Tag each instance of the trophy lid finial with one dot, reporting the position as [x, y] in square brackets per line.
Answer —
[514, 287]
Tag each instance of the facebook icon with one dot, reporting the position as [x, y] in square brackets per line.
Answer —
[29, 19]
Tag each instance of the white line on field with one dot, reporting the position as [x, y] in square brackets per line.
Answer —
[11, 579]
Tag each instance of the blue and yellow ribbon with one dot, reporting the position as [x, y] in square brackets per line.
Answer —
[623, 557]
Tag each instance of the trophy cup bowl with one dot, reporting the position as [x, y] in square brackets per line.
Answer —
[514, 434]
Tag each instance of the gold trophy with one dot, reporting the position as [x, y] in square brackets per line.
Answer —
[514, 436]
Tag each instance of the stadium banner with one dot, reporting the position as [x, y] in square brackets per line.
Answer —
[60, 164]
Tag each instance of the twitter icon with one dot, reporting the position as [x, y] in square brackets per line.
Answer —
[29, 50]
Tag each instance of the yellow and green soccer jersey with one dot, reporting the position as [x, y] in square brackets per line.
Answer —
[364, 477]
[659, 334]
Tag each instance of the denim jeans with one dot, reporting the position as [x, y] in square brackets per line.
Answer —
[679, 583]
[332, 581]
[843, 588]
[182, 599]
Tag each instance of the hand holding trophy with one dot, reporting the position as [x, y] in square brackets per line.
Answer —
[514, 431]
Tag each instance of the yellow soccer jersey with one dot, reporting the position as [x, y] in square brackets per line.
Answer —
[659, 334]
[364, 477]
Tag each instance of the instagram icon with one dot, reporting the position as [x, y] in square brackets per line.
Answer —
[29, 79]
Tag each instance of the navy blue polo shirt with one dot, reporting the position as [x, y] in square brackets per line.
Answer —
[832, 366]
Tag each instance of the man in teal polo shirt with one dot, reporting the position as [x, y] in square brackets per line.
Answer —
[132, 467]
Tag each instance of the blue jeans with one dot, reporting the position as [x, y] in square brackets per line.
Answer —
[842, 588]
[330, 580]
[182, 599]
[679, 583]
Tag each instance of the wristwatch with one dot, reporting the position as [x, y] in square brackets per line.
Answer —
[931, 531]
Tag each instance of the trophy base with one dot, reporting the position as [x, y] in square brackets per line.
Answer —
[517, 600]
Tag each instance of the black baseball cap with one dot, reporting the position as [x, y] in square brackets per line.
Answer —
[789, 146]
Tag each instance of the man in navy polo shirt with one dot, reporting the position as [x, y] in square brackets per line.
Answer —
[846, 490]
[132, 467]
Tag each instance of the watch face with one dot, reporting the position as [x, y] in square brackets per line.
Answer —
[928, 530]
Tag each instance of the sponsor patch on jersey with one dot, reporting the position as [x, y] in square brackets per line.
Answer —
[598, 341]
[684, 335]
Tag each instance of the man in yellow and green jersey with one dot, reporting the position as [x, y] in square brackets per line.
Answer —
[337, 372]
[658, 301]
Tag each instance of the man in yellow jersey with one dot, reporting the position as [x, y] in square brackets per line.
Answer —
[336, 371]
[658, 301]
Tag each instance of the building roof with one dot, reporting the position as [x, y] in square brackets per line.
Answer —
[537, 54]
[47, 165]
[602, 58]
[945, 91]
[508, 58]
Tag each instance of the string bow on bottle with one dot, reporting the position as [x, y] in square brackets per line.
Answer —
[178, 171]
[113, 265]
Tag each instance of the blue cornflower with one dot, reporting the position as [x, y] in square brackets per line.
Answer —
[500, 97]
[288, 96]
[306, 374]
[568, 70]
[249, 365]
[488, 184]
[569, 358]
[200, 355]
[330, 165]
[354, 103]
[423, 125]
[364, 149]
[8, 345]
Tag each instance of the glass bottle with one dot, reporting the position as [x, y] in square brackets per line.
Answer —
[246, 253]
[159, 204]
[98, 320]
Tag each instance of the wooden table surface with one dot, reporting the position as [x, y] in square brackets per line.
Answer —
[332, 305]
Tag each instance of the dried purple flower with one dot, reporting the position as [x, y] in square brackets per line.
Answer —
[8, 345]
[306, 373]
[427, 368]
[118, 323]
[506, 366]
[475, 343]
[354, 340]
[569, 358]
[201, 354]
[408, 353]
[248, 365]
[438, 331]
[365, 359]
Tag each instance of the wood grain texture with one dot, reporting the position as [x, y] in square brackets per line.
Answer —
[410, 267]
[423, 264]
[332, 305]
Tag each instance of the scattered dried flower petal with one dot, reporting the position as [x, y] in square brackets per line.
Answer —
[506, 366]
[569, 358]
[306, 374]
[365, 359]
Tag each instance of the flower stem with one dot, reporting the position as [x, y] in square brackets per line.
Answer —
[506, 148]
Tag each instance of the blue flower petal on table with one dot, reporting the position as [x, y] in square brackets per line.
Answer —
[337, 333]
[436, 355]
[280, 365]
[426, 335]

::::

Print every entry exactly as it appears.

Tag each instance of the trophy lid finial with one dot, reporting the position as [x, y] in square brackets per line.
Answer —
[514, 287]
Tag each instance of the facebook icon with one dot, reporting the position as [x, y] in square brackets per line.
Answer —
[29, 19]
Tag each instance of the white line on field with one dot, reporting the position as [x, y] in square brackets per line.
Answer —
[11, 579]
Tag each instance of the blue and yellow ribbon with one dot, reporting the position as [x, y] in square brackets per line.
Answer —
[623, 557]
Tag each instance of the trophy cup bowl with one dot, reporting the position as [x, y] in square brackets per line.
Answer —
[514, 434]
Tag each instance of the gold trophy with one dot, reporting the position as [x, y] in square brackets per line.
Answer —
[514, 436]
Tag each instance of the stadium banner with one dot, reporting the position as [x, y] in square brackets per line.
Answer —
[60, 164]
Tag each instance of the twitter icon with one dot, reporting the position as [x, y] in square brackets per line.
Answer —
[29, 50]
Tag each instance of the yellow and green soccer jersey with one dot, reporting the position as [x, y] in square brackets per line.
Answer —
[364, 477]
[659, 334]
Tag each instance of the denim jeans with one dot, reporting the position as [x, y] in square brackets per line.
Answer —
[679, 583]
[332, 581]
[843, 588]
[182, 599]
Tag each instance of the hand holding trophy with one dot, reporting the position as [x, y] in square brackets per line.
Answer —
[514, 431]
Tag each instance of the yellow soccer jersey with one dot, reporting the position as [x, y] in square brackets per line.
Answer —
[659, 334]
[364, 477]
Tag each instance of the instagram icon with one dot, reporting the position as [x, y] in square brackets per line.
Answer —
[29, 79]
Tag each instance of the navy blue polo shirt with one dot, reporting the position as [x, y] in square brackets per line.
Answer —
[832, 366]
Tag each instance of the man in teal polo shirt with one dot, reporting the position as [x, y] in square brackets per line.
Answer —
[132, 467]
Tag each instance of the blue jeans with one dot, reporting the position as [x, y] in square brackets per line.
Answer —
[842, 588]
[330, 580]
[182, 599]
[679, 583]
Tag each instance of the wristwatch with one dot, reporting the position as [x, y] in square brackets per line.
Answer —
[931, 531]
Tag each instance of the trophy base with one dot, reporting the position as [x, y] in square brackets per line.
Answer —
[517, 600]
Tag each instance of the black baseball cap with one dot, reporting the position as [x, y] in square brackets per line.
Answer —
[789, 146]
Tag each instance of the man in navy polo shirt with one dot, reporting the position as [x, y] in square brackets per line.
Answer —
[846, 490]
[132, 467]
Tag each instance of the watch face with one dot, reporting the position as [x, y] in square brackets per line.
Answer —
[928, 530]
Tag each instance of the sponsor patch on jersey with one dot, reporting the position as [x, y] in square brackets per line.
Answer —
[598, 341]
[684, 335]
Tag each instance of the man in yellow and green jersey with one dot, reporting the position as [x, y] in square brackets per line.
Answer —
[337, 372]
[658, 301]
Tag each instance of the man in yellow jersey with one dot, reporting the position as [x, y] in square brackets per line.
Answer —
[336, 371]
[658, 301]
Tag each instance of the building roof with one dot, reporting the position as [x, y] in square brackets per line.
Answer —
[537, 54]
[47, 165]
[602, 58]
[945, 91]
[508, 58]
Tag each instance of the string bow on bottle with one dot, reporting the position as [x, y] in square brackets per line.
Answer —
[178, 171]
[113, 265]
Tag each instance of the blue cornflower with one dot, reporting the position as [x, y] in square brackets per line.
Answer —
[500, 97]
[288, 96]
[306, 374]
[568, 70]
[249, 365]
[488, 184]
[569, 358]
[200, 355]
[330, 165]
[354, 103]
[423, 125]
[364, 149]
[8, 345]
Tag each instance of the glass bottle with one dot, reporting the position as [x, y] in square brackets per line.
Answer —
[246, 253]
[159, 204]
[98, 320]
Tag each instance of the wooden table surface with one dot, reporting the position as [x, y] in square brackets per line.
Answer —
[332, 305]
Tag each instance of the dried purple flower with one dot, reporting the position as [x, y] in square brackets per line.
Answer —
[8, 345]
[306, 373]
[427, 368]
[118, 323]
[506, 366]
[475, 343]
[354, 340]
[569, 358]
[201, 354]
[408, 353]
[248, 365]
[438, 331]
[365, 359]
Tag each instance of the wood grain texture with one dot, reporting the position as [x, y] in square brackets per line.
Answer —
[410, 267]
[423, 264]
[332, 305]
Tag each instance of the scattered dried flower petal with one dot, reporting the position as [x, y] in square brackets per line.
Answer —
[506, 366]
[569, 358]
[306, 374]
[365, 359]
Tag each instance of the flower stem with one dot, reporting the position as [x, y] in square brackets per line.
Answer —
[506, 148]
Tag each instance of the blue flower petal on table with one dot, reporting the position as [x, y] in square brackets per line.
Answer —
[337, 333]
[436, 355]
[280, 365]
[426, 335]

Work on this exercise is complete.